* Begin DOCUMENT EXCERPT *

Now let’s run our server

$ docker run --name nbd-srv --network mycloud -it --rm lambdascheme/nbd
NBD Server Starting...
█

Our client will be a little bit tricker because it needs access to some things on the host. So we’ll run privileged and bind mount in some special files.

$ docker run --network mycloud --entrypoint bash --privileged -v /lib/modules:/lib/modules -v /dev:/dev -it --rm lambdascheme/nbd
root@2ce8e968baf7:/#

From inside our container we’ll tell our kernel to load the nbd module and then run the nbd-client. This will make our kernel pretend that the network block device is actually a physical device connected to our machine.

* End DOCUMENT EXCERPT *

### STATED PROBLEM
In the excerpt on running an NBD server and client with Docker, what does the client container bind mount from the host? The items that follow have no connection to the text.

* Begin PROVIDED MATERIAL *

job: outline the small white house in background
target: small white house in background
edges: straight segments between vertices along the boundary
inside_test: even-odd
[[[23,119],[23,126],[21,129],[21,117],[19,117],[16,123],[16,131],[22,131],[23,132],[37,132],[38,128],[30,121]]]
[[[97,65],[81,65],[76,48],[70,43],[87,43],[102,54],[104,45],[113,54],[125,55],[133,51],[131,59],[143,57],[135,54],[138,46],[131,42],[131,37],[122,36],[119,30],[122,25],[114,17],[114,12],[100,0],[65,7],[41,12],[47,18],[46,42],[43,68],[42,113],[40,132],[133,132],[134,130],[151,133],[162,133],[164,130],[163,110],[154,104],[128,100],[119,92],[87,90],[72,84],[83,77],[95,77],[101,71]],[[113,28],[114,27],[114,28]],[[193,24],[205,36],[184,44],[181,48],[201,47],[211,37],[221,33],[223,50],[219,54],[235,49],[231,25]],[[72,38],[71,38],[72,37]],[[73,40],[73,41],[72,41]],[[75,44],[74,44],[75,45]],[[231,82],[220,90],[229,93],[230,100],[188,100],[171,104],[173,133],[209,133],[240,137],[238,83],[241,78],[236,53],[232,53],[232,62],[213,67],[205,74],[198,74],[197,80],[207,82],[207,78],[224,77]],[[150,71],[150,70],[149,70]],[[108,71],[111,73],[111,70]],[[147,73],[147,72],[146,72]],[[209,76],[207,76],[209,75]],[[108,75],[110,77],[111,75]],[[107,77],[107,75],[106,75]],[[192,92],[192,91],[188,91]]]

* End PROVIDED MATERIAL *

### EXERCISE ANSWER
It bind mounts /lib/modules and /dev from the host.